**Given instruction:** From the records, copy out word for word every line from the line containing "In the photo above, where can the woman's white" to the line containing "column 141, row 569", with both of those lines included.

Recorded data:
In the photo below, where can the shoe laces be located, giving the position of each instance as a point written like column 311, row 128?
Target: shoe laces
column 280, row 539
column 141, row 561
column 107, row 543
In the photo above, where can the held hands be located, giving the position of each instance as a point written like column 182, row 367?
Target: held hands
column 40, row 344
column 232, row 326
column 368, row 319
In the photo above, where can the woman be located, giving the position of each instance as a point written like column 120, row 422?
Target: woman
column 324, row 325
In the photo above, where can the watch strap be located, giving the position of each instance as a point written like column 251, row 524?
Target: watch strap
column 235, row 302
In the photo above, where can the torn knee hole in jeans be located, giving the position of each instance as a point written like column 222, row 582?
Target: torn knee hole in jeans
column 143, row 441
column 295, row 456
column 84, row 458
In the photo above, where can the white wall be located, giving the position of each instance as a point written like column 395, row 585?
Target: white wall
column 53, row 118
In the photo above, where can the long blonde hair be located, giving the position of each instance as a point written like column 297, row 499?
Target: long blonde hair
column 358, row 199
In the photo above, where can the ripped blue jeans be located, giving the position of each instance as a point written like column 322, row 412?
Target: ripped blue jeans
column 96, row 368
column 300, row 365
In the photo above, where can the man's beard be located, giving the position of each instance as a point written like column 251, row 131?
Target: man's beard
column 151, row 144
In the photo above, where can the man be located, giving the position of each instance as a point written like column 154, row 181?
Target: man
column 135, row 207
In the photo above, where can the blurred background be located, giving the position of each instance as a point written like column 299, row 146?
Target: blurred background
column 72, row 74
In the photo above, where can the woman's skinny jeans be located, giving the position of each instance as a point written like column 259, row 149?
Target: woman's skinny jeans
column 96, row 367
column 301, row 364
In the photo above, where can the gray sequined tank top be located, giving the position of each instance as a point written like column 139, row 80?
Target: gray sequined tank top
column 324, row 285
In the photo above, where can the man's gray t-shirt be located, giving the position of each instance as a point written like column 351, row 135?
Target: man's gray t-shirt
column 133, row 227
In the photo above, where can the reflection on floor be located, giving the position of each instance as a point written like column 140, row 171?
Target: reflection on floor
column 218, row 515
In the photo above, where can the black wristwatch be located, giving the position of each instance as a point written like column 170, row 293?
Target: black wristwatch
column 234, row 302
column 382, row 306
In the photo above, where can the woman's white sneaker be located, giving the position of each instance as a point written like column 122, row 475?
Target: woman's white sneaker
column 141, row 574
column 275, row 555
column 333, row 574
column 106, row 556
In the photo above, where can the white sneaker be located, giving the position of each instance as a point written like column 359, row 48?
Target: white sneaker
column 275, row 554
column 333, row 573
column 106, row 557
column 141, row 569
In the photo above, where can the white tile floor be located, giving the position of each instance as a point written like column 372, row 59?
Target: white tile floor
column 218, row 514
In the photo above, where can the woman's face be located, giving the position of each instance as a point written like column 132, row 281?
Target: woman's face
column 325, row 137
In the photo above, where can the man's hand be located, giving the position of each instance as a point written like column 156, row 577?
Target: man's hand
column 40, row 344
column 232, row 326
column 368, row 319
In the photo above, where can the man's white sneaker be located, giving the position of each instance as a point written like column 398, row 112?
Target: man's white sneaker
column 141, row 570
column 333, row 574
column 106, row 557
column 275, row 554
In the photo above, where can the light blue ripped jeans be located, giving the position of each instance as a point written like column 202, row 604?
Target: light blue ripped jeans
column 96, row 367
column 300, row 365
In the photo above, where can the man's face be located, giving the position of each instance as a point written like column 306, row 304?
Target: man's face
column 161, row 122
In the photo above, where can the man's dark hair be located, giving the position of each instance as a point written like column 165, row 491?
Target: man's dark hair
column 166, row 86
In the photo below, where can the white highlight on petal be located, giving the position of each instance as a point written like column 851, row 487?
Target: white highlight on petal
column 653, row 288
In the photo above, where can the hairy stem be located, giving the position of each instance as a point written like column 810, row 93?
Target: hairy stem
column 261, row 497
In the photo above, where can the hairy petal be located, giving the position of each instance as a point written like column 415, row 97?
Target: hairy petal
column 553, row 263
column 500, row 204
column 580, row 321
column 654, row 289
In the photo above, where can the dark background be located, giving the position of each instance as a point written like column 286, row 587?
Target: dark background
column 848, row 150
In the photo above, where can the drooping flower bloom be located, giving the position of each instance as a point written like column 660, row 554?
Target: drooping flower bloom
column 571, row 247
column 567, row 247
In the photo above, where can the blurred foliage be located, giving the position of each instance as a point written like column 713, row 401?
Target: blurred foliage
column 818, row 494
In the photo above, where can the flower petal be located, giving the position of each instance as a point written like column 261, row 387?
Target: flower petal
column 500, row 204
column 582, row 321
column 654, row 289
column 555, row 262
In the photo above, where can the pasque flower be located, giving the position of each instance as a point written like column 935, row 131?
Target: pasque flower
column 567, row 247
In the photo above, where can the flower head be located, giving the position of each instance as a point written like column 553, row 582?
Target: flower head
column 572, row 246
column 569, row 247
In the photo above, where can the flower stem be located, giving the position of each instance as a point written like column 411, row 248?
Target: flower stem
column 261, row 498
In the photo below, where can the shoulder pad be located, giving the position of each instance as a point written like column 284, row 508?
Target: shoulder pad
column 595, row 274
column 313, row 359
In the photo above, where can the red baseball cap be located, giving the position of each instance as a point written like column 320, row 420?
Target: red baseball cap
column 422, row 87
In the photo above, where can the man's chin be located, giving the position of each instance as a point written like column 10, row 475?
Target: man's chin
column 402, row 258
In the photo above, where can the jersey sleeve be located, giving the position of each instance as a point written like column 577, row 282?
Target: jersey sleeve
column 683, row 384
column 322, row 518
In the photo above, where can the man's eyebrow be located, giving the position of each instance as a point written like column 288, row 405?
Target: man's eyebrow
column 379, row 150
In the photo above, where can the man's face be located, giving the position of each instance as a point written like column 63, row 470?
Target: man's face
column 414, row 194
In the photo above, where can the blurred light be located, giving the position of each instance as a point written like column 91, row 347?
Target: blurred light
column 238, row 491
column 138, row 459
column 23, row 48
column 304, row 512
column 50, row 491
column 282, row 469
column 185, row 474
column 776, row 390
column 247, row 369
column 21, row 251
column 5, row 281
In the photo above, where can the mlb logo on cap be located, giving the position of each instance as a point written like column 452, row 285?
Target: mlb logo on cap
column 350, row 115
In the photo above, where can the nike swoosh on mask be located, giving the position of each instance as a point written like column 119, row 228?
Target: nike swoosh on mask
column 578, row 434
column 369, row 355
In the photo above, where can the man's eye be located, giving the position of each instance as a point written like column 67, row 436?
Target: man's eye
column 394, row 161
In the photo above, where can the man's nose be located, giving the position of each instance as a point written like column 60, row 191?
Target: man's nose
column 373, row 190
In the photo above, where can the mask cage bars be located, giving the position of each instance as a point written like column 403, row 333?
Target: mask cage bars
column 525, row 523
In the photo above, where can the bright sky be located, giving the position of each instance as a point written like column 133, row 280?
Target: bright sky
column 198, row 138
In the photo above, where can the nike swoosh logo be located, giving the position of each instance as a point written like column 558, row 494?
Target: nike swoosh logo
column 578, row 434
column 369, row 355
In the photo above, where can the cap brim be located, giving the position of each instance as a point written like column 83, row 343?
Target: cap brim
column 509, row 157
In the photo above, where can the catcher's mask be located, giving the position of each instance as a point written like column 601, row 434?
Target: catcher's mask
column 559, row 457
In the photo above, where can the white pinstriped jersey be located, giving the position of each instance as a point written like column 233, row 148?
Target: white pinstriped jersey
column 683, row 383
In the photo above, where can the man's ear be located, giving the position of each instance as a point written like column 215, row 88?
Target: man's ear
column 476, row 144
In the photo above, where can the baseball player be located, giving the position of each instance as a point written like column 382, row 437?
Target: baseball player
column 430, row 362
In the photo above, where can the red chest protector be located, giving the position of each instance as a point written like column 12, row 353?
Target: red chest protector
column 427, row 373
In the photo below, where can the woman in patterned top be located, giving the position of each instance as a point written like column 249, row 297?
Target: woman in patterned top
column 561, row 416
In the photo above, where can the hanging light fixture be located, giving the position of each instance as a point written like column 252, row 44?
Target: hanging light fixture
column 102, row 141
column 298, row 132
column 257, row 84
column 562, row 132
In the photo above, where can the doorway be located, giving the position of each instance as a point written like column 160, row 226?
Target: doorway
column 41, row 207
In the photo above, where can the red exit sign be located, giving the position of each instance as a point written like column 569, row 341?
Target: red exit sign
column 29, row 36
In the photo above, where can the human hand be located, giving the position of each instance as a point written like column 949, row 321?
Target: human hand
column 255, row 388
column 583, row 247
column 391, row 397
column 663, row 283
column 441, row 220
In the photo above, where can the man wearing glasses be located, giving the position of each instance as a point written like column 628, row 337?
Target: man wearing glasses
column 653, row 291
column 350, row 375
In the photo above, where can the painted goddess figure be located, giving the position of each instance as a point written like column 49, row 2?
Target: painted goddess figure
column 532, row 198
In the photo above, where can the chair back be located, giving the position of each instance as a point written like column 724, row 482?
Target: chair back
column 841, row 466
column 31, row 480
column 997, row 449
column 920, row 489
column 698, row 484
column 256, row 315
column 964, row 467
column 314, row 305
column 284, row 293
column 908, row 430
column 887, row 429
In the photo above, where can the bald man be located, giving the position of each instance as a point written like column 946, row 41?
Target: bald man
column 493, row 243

**Output of the task:**
In the photo above, where can the woman's white sneaker be located, giving the position of each instance as a point written like column 122, row 475?
Target: woman's white sneaker
column 141, row 574
column 275, row 555
column 333, row 574
column 106, row 556
In the photo above, where can the white sneaker be located, giving the position of each instance as a point written like column 359, row 48?
Target: white sneaker
column 275, row 554
column 333, row 573
column 106, row 557
column 141, row 569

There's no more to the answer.